### 課題
本文抜粋で、筆者はナガランドを「インドらしくない地域」と呼んでいる。そう感じた理由を、本文抜粋が食について述べていることに沿って説明せよ。

### 本文抜粋
▬▬▬

世界の台所探検家、岡根谷実里の最新刊に注目 世界の「ひと皿」の向こうをエッセイに

世界の台所探検家、岡根谷実里の最新刊

 世界の台所探検家、岡根谷実里さん最新刊『世界ひと皿紀行 料理が映す24の物語』(岡根谷実里著/山と溪谷社)が発売された。

 世界各地の家庭を訪れ、台所で一緒に料理を作り、食卓を囲むことで見えてくるストーリーを発信する「世界の台所探検家」岡根谷実里さんの最新刊。本書ではアジア、ヨーロッパ、中南米、オセアニアの国/地域の台所を探検した著者が、「ひと皿」の料理から映し出されるそれぞれの土地の暮らしと社会を、24本のエッセイで軽やかに綴る。

 本書から「アジアのひと皿」を紹介する。

インドの発酵天国 ナガランドで納豆を煮る ~豚肉のアクニ煮~

 インドのナガランドをご存じだろうか。インドらしくない地域なのだ。

 インドの食といえば、スパイスを使った料理の数々。いわゆるカレーと呼ばれるが、野菜にしろ肉にしろ魚にしろ、スパイスがないと始まらない。油で数種類のスパイスの香りを出すというのがインド料理の鉄則だと思っていた。ところが、ナガランドの料理は、スパイスをまったく使わないのだ。それどころか油も使わない。代わりに使うのが、唐辛子と発酵食品。ここはインドか? と驚くことの連続だった。

ナガランドはどこにある?

 インドは逆三角形をしているが、よく見ると右上の方に腕(耳?)が伸びている。バングラデシュとネパール・ブータンの間をすり抜け、ミャンマーに食い込むように広がっている土地があり、ここが北東インドと呼ばれる地域で、ナガランドはその一角をなす。この土地を訪れるきっかけは、発酵に興味のある知人の誘いだった。ナガランドは発酵食文化があるらしい、というほぼそれだけの情報で現地に向かった。

 ナガランドに近づき飛行機が高度を下げると、険しい山々に鬱蒼とした森が広がっているのが見えてきた。地面に降り立つと、山、山、山。空港のあるディマプルの街中以外はずっと山道で、散歩が筋トレ。大変なところに来てしまったなあと思ったが、街は素朴で気に入った。人々の顔つきも、彫が深く色黒なインド人顔ではなく、まるで私たちと同じ東アジア顔。親近感が湧いた。

▬▬▬

### 提供資料
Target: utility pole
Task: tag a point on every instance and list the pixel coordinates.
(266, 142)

▬▬▬

### 解答
筆者は、油で数種類のスパイスの香りを出すのがインド料理の鉄則だと思っていた。ところがナガランドの料理は、スパイスをまったく使わず、油も使わない。代わりに唐辛子と発酵食品を使うため、筆者は驚かされた。